>> START Given data

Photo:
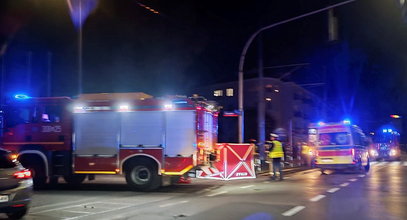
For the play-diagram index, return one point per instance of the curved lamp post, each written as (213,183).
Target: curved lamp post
(246,47)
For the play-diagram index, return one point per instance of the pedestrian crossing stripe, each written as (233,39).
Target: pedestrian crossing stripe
(395,163)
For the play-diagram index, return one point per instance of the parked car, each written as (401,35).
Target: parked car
(15,186)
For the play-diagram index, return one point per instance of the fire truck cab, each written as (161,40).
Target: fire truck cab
(150,140)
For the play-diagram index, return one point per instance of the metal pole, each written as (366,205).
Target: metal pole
(3,76)
(261,108)
(29,56)
(246,47)
(80,50)
(49,73)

>> END Given data

- _Task details_: Rewrite the entries from the line containing "written as (366,205)." through the end of the entries, replacing "metal pole" with "steel pole" and leaving everything else unchanged. Return only those lines.

- _Full response_:
For the play-diagram index, return one point per instance of the steel pole, each written as (366,205).
Target: steel pole
(3,76)
(261,108)
(29,56)
(246,47)
(80,50)
(49,73)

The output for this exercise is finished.